Ne sois pas impatient petit homme, demain arrive.
Ne sois pas impatient petit homme, demain arrive.
Là, tout de suite, allez savoir pourquoi, alors que les pales du brasseur d’air tournent lentement, je me souviens des bouillottes que mes tantes glissaient au fond de nos lits froids et humides, les soirs d’hiver. Pourquoi ce souvenir, maintenant ? Je devrais peut-être ranger un peu dans mon cerveau, mais par quoi commencer, dans quel ordre ? Peut-être faudrait-il aussi trier ou jeter ? Ou faire le ménage ? Mais vraiment faire le ménage, je veux dire nettoyer ces idées et ces souvenirs ; les passer au vinaigre blanc ou au savon de Marseille. Personne n’en parle jamais et je ne sais pas comment faire.
Des pluies torrentielles
Des appels inquiets
Des vents cycloniques
Des radios qui braillent
Des ciels noirs de bruit
Des enfants nerveux
Des flots déchaînés
Et dans ce vacarme épuisant, le silence des oiseaux qui se taisent et se terrent ou sont déjà partis.
Alors que je me promenais sur le sentier littoral en fin de journée, j’aperçus au loin un homme qui… jouait du parapluie. Je veux dire qu’il tenait son parapluie comme un saxophone et faisait mine d’en jouer. Je trouvais ça amusant mais en m’approchant, je compris qu’il ne faisait pas semblant, le malheureux, il pensait vraiment jouer. Tout à sa musique, il avait la gestuelle et les mimiques d’un saxophoniste, totalement étranger au reste du monde. C’était tout de suite moins amusant. Quelle tristesse, pensai-je, si jeune et déjà l’esprit dérangé. Alors bien sûr, il semblait inoffensif et apaisé, heureux dirais-je même. Enfin quand même, à trente ans à peine… il avait dû rester coincé dans un joli rêve et ne plus jamais revenir parmi nous. En arrivant à son niveau, je fus pris d’une envie de lui témoigner mon amitié et alors que je cherchais un mot ou un geste pour lui faire comprendre que j’étais là, malgré son absence à lui, il ne me vint rien d’autre que l’idée d’esquisser quelques pas de danse sur sa musique de parapluie. Il me sembla qu’il sourit timidement, enfin qu’il appréciait mon geste, mais il est tellement difficile de rentrer dans la tête de ces gens-là. En m’éloignant, je continuai à sautiller en rythme – ce qui ne fut pas très difficile, parce que, par une bizarrerie que je ne m’explique pas, émanaient de son parapluie de vrais sons de saxophone.

- - -

* **Défi**
Pouvez-vous transcrire mot pour mot le passage du texte fourni situé entre « Là, tout de » et « sont déjà partis. », ces deux bornes comprises ?

- - -

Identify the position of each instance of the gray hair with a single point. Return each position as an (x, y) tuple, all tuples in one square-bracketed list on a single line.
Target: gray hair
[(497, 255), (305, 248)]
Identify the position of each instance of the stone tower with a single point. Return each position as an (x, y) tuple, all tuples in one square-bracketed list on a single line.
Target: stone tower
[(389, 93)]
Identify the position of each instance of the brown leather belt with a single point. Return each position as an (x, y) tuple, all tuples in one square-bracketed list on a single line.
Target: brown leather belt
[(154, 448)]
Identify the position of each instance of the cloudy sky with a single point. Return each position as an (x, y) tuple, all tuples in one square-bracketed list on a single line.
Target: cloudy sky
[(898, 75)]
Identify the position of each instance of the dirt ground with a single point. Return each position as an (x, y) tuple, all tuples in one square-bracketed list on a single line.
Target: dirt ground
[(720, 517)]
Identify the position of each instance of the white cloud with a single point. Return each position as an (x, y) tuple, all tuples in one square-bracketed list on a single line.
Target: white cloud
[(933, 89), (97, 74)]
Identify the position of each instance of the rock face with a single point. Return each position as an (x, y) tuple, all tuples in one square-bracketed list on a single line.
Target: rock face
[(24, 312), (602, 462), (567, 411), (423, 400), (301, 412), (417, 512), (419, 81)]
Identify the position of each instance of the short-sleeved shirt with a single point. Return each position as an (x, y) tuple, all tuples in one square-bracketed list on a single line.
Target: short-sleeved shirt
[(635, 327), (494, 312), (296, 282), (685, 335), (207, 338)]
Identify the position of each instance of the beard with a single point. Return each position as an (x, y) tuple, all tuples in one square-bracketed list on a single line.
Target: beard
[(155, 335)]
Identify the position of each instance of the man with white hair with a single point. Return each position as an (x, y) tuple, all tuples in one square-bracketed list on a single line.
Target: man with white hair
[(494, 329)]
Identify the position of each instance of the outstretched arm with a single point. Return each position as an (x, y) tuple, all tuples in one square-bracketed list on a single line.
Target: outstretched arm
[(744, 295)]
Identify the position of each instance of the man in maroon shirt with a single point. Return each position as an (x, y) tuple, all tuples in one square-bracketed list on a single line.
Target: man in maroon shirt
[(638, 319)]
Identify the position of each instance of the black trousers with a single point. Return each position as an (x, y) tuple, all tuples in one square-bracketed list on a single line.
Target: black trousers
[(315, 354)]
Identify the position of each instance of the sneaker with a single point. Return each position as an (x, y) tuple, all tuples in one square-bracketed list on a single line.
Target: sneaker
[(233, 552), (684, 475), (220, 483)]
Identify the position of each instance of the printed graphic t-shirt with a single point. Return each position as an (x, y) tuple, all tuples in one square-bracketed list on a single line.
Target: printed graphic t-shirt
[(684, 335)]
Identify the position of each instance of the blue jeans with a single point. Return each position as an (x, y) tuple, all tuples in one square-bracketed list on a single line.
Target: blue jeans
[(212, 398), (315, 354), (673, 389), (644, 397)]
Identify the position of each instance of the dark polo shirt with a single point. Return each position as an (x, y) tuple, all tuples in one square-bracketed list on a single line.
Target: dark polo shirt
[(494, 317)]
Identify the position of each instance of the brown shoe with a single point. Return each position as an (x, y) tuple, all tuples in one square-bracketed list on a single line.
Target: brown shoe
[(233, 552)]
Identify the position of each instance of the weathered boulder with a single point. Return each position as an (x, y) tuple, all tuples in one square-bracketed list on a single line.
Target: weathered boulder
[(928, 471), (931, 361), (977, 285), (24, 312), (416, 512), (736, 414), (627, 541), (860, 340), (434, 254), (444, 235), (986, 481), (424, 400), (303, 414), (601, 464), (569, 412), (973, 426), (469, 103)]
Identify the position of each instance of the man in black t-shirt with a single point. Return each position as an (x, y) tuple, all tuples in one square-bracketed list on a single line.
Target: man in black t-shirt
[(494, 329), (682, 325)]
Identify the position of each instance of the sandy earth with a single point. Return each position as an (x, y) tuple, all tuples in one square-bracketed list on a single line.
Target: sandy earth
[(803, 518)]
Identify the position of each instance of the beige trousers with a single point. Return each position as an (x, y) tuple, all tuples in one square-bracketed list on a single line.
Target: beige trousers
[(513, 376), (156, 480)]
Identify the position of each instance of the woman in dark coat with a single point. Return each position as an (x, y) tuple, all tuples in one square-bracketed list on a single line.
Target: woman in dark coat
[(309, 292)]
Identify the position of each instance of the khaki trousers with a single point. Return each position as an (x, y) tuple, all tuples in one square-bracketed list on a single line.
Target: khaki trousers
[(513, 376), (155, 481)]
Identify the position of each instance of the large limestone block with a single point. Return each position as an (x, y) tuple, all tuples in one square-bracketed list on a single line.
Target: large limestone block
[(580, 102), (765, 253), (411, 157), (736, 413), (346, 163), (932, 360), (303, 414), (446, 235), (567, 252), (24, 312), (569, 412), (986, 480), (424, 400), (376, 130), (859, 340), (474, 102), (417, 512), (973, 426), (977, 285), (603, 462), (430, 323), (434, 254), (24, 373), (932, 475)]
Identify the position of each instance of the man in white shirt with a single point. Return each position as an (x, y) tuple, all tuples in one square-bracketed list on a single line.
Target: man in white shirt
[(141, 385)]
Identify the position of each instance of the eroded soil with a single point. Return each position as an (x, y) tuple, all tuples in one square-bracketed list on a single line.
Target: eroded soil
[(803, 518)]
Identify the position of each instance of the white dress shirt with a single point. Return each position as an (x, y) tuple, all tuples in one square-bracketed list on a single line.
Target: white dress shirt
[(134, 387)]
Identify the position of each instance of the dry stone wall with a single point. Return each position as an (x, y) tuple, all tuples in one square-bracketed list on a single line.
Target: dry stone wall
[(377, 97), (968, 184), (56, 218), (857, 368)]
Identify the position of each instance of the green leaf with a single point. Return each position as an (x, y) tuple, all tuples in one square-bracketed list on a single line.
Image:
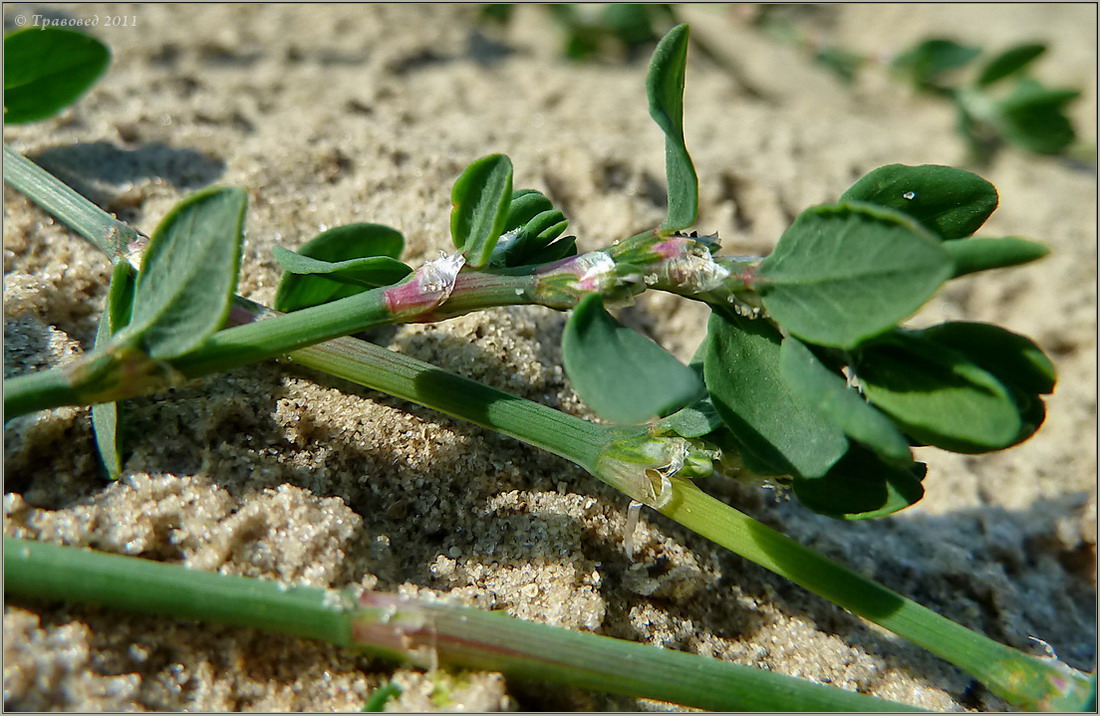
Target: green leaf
[(861, 486), (529, 243), (842, 63), (1010, 62), (1015, 360), (779, 431), (620, 374), (526, 205), (481, 200), (557, 251), (375, 245), (927, 62), (844, 273), (46, 69), (831, 394), (950, 202), (693, 421), (105, 416), (188, 274), (971, 255), (376, 703), (664, 87), (1032, 117), (937, 395), (369, 272)]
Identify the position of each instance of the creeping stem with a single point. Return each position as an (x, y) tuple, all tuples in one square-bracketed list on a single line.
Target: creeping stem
[(669, 263)]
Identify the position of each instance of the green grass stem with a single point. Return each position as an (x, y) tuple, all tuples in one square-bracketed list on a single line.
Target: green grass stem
[(110, 235), (1020, 679), (421, 632)]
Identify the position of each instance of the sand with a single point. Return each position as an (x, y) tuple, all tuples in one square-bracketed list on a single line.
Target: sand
[(342, 113)]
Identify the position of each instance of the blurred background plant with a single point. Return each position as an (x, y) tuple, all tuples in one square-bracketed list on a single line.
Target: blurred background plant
[(997, 100)]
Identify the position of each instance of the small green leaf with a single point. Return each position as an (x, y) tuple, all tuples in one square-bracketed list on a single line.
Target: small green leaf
[(481, 202), (188, 274), (46, 69), (779, 432), (532, 224), (1010, 62), (106, 416), (526, 205), (971, 255), (1013, 359), (950, 202), (844, 273), (937, 395), (861, 486), (664, 86), (620, 374), (927, 62), (696, 420), (376, 703), (1033, 117), (557, 251), (375, 245), (831, 394), (842, 63), (369, 272)]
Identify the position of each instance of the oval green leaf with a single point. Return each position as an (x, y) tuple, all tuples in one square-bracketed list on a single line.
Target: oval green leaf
[(693, 421), (844, 273), (481, 200), (620, 374), (950, 202), (860, 486), (1033, 117), (46, 69), (937, 395), (928, 61), (1010, 62), (664, 87), (1015, 360), (106, 416), (188, 274), (831, 394), (778, 431), (526, 205), (336, 248), (971, 255)]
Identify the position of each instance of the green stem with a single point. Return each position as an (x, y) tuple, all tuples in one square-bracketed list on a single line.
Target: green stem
[(1020, 679), (37, 392), (1023, 680), (406, 377), (110, 235), (421, 632)]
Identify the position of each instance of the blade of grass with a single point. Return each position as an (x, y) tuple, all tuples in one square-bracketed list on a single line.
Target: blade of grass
[(1021, 680), (415, 631)]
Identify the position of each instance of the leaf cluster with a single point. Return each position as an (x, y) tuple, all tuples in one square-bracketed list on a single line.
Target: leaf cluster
[(824, 387), (994, 98), (593, 31), (1000, 102)]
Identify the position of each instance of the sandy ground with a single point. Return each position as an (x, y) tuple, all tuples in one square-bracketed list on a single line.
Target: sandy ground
[(332, 114)]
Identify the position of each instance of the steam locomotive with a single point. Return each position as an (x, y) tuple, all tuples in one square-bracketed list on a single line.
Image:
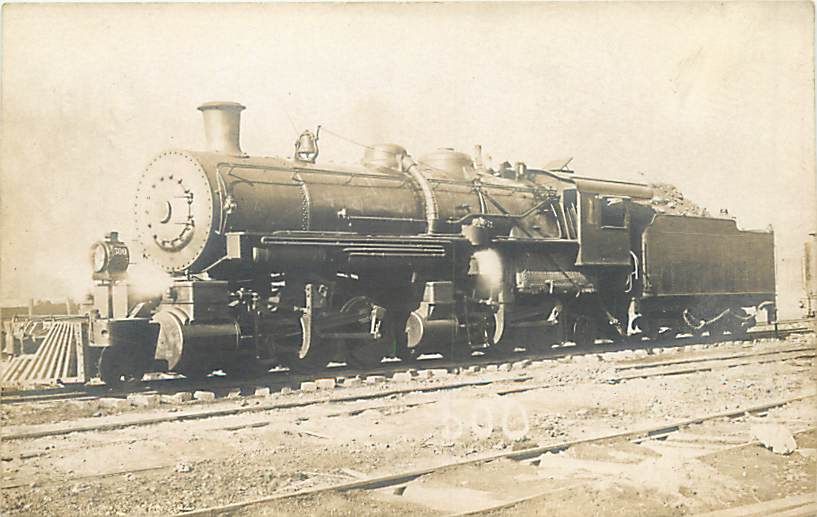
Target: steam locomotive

- - -

* **Réponse**
Là, tout de suite, allez savoir pourquoi, alors que les pales du brasseur d’air tournent lentement, je me souviens des bouillottes que mes tantes glissaient au fond de nos lits froids et humides, les soirs d’hiver. Pourquoi ce souvenir, maintenant ? Je devrais peut-être ranger un peu dans mon cerveau, mais par quoi commencer, dans quel ordre ? Peut-être faudrait-il aussi trier ou jeter ? Ou faire le ménage ? Mais vraiment faire le ménage, je veux dire nettoyer ces idées et ces souvenirs ; les passer au vinaigre blanc ou au savon de Marseille. Personne n’en parle jamais et je ne sais pas comment faire.
Des pluies torrentielles
Des appels inquiets
Des vents cycloniques
Des radios qui braillent
Des ciels noirs de bruit
Des enfants nerveux
Des flots déchaînés
Et dans ce vacarme épuisant, le silence des oiseaux qui se taisent et se terrent ou sont déjà partis.